*** Opening Given data ***

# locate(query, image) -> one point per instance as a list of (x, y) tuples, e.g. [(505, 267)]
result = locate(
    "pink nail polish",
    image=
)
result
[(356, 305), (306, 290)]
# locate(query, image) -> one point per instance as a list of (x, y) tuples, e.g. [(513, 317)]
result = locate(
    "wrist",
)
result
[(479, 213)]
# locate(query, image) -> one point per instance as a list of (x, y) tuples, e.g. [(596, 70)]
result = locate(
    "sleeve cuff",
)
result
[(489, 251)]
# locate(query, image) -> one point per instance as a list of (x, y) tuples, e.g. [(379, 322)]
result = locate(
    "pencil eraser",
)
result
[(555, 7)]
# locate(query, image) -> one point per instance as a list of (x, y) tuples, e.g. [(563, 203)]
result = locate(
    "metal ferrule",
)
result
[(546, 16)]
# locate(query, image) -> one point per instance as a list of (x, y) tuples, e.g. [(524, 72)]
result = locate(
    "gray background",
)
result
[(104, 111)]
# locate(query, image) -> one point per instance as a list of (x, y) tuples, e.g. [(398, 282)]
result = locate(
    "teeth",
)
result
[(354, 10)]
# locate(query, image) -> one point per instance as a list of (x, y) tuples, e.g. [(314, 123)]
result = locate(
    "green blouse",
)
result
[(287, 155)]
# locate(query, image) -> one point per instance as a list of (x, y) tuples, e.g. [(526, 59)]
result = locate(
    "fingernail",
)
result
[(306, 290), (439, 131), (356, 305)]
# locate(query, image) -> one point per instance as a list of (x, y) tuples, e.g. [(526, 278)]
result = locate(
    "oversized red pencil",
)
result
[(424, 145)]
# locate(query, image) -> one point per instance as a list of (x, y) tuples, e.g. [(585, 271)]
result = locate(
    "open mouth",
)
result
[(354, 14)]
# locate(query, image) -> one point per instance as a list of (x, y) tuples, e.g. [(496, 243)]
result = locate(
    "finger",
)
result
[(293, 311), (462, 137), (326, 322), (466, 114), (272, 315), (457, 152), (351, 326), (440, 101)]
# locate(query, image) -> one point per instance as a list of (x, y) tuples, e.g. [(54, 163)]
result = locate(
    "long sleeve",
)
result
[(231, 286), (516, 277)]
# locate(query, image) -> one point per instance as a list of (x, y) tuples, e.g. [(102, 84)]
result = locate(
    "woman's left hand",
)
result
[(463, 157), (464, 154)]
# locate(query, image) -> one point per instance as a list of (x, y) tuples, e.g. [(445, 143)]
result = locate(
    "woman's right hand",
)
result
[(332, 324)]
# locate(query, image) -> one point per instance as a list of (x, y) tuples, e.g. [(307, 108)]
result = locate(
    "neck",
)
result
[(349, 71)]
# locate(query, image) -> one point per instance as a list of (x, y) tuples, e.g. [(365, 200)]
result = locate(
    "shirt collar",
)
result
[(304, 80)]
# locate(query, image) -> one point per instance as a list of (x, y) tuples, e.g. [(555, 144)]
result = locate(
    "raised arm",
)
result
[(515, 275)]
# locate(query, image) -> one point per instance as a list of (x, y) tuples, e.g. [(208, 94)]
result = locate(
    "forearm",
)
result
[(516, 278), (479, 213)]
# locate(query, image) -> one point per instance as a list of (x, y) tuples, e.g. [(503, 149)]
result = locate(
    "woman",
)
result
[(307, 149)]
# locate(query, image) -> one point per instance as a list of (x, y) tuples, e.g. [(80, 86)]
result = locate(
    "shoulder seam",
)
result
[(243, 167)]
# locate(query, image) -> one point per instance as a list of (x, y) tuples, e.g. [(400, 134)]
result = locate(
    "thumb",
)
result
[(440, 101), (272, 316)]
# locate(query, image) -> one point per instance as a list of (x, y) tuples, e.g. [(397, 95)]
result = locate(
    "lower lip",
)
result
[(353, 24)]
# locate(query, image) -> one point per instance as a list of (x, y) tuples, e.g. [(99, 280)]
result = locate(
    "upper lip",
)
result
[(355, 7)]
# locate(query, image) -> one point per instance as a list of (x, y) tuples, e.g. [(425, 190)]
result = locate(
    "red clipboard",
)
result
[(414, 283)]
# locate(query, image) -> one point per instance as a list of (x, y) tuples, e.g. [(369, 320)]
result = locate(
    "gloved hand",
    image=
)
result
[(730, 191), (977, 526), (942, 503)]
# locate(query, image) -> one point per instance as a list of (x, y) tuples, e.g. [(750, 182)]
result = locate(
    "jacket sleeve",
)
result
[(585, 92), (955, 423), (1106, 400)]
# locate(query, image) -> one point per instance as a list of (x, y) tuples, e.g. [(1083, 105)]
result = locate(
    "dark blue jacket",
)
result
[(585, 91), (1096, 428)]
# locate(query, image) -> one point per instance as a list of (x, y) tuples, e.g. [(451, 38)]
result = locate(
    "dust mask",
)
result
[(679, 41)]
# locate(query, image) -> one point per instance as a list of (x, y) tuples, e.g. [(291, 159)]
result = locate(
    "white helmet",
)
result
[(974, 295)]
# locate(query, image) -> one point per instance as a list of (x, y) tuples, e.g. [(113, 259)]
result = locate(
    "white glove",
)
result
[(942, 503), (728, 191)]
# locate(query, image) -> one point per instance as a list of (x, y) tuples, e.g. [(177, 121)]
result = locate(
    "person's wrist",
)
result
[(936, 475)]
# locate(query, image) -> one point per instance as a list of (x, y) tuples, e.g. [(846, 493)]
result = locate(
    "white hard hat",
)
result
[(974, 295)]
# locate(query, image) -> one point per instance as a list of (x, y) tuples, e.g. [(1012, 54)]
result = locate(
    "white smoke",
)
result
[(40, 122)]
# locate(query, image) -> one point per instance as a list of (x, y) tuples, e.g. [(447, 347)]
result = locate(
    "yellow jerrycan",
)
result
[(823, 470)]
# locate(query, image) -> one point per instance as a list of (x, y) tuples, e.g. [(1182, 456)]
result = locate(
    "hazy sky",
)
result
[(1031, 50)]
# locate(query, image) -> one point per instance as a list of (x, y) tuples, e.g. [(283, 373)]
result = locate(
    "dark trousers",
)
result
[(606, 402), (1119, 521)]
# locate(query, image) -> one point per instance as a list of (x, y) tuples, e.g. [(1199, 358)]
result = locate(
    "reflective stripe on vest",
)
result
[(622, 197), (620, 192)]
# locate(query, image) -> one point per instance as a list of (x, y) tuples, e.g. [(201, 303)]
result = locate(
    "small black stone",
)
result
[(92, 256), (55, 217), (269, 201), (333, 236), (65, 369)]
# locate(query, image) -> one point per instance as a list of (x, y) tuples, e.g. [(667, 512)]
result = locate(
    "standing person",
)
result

*** Closing Given data ***

_How to complete this task_. Word for word, repeat every line of the data.

_Response area_.
# locate(query, image) -> one point per instance as a list of (x, y) tuples, e.g. [(505, 267)]
result = locate(
    "pink nail polish",
    image=
)
result
[(356, 305), (306, 290)]
# locate(query, image) -> one point per instance as a list of (x, y) tuples, e.g. [(513, 317)]
result = locate(
    "wrist",
)
result
[(479, 213)]
# locate(query, image) -> one point per instance as a list of (x, y) tuples, e.g. [(596, 70)]
result = locate(
    "sleeve cuff",
)
result
[(489, 251)]
# locate(query, image) -> one point per instance as a list of (x, y) tuples, e.g. [(379, 322)]
result = locate(
    "pencil eraser",
)
result
[(555, 7)]
# locate(query, image) -> one point per instance as a list of (x, y) tuples, e.g. [(563, 203)]
result = locate(
    "metal ferrule",
)
result
[(546, 16)]
# locate(query, image) -> one point per instance as a list of (x, y) tuples, e.g. [(524, 72)]
result = locate(
    "gray background",
)
result
[(104, 111)]
# locate(query, image) -> one point per instance as a list of (x, y) tuples, e.g. [(398, 282)]
result = locate(
    "teeth",
)
result
[(354, 10)]
# locate(query, image) -> one point per instance as a list of (x, y) tuples, e.g. [(314, 123)]
result = locate(
    "green blouse",
)
result
[(287, 155)]
# locate(query, image) -> one point per instance as a list of (x, y) tuples, e.g. [(526, 59)]
result = locate(
    "fingernail",
)
result
[(306, 290), (439, 131), (356, 305)]
# locate(query, image) -> one point per instance as a list of (x, y) tuples, e.g. [(526, 278)]
result = locate(
    "oversized red pencil",
)
result
[(424, 145)]
# locate(query, image) -> one point per instance as a list of (x, y) tuples, e.g. [(585, 271)]
result = locate(
    "open mouth",
)
result
[(354, 14)]
# locate(query, image) -> one point per instance as a list of (x, y) tuples, e.g. [(496, 243)]
result = locate(
    "finger",
)
result
[(293, 311), (462, 137), (326, 322), (466, 114), (272, 315), (457, 152), (351, 326), (440, 101)]
# locate(query, image) -> one point per instance as a list of (x, y) tuples, e.g. [(54, 163)]
result = locate(
    "long sleeve",
)
result
[(231, 286), (516, 277)]
# locate(query, image) -> one point per instance as a list of (x, y) tuples, e.g. [(102, 84)]
result = locate(
    "woman's left hand",
)
result
[(463, 157), (464, 154)]
# locate(query, image) -> one point per instance as a list of (x, y) tuples, e.g. [(445, 143)]
result = locate(
    "woman's right hand",
)
result
[(332, 324)]
# locate(query, image) -> one point per instance as a list of (x, y) tuples, e.g. [(307, 108)]
result = locate(
    "neck",
)
result
[(349, 71)]
# locate(query, image) -> one point per instance as a list of (x, y) tuples, e.g. [(365, 200)]
result = locate(
    "shirt collar",
)
result
[(304, 80)]
# locate(query, image) -> one point per instance as a list of (x, y) tuples, e.g. [(555, 144)]
result = locate(
    "raised arm",
)
result
[(515, 275)]
# locate(query, image) -> one point per instance as a list of (x, y) tuples, e.g. [(208, 94)]
result = locate(
    "forearm",
)
result
[(516, 278), (479, 213)]
# locate(query, image) -> one point per instance as a list of (x, y) tuples, e.g. [(503, 149)]
result = locate(
    "woman",
)
result
[(307, 149)]
# locate(query, image) -> one point per instance as a list of (x, y) tuples, e.g. [(80, 86)]
result = locate(
    "shoulder seam",
)
result
[(243, 167)]
# locate(query, image) -> one point per instance as a list of (x, y) tuples, e.g. [(400, 134)]
result = locate(
    "thumb",
)
result
[(440, 101), (272, 316)]
# locate(query, image) -> one point per instance as a list of (x, y) tuples, e.g. [(397, 95)]
result = locate(
    "lower lip",
)
result
[(353, 24)]
# locate(query, image) -> one point per instance as a list of (x, y) tuples, e.g. [(99, 280)]
result = locate(
    "upper lip",
)
result
[(355, 7)]
# locate(query, image) -> one point per instance as a list of (x, y) tuples, e.g. [(425, 190)]
result = locate(
    "red clipboard",
)
result
[(414, 283)]
# locate(query, image) -> one point per instance as a list of (x, y) tuples, e.g. [(369, 320)]
result = locate(
    "gloved hand",
    image=
)
result
[(730, 191), (977, 526), (942, 503)]
# locate(query, image) -> one point per instance as a list of (x, y) tuples, e.g. [(750, 182)]
result = locate(
    "jacket sleeve",
)
result
[(585, 92), (955, 423), (1106, 400)]
# locate(query, image) -> one point per instance as a list of (x, y) tuples, e.g. [(1083, 105)]
result = locate(
    "dark blue jacket",
)
result
[(585, 91), (1096, 428)]
# locate(query, image) -> one point per instance as a list of (x, y) tuples, e.g. [(451, 38)]
result = locate(
    "dust mask",
)
result
[(679, 41)]
# locate(query, image) -> one point per instance as a list of (x, y) tuples, e.g. [(291, 159)]
result = locate(
    "white helmet",
)
result
[(974, 295)]
# locate(query, image) -> one point per instance as a list of (x, y) tuples, e.g. [(113, 259)]
result = locate(
    "white glove",
)
result
[(942, 503), (728, 191)]
# locate(query, image) -> one point per instance as a list of (x, y) tuples, e.g. [(177, 121)]
result = locate(
    "person's wrist",
)
result
[(936, 475)]
# locate(query, image) -> one point per instance as a list of (x, y) tuples, e.g. [(846, 493)]
result = locate(
    "white hard hat",
)
result
[(974, 295)]
# locate(query, image) -> one point per instance as a list of (x, y) tuples, e.g. [(1012, 54)]
result = locate(
    "white smoke",
)
result
[(40, 122)]
# locate(query, image) -> one point per instance as a list of (x, y) tuples, e.g. [(447, 347)]
result = locate(
    "yellow jerrycan",
)
result
[(823, 470)]
# locate(query, image) -> one point per instance as a list of (x, y) tuples, e.g. [(1182, 456)]
result = locate(
    "hazy sky",
)
result
[(1031, 50)]
# locate(query, image) -> one point per instance as a list of (x, y) tuples, e.g. [(283, 373)]
result = locate(
    "dark trousers",
)
result
[(606, 402), (1119, 521)]
# locate(query, image) -> one point per instance as a list of (x, y) tuples, e.g. [(1199, 358)]
result = locate(
    "reflective stripe on vest",
)
result
[(622, 197), (620, 192)]
# locate(query, image) -> one point per instance as a list of (x, y) tuples, e.g. [(201, 303)]
result = locate(
    "small black stone",
)
result
[(92, 256), (55, 217), (269, 201), (333, 236), (65, 369)]
# locate(query, image) -> one point per instance as a list of (x, y) tuples, e.g. [(667, 512)]
result = locate(
    "standing person",
)
result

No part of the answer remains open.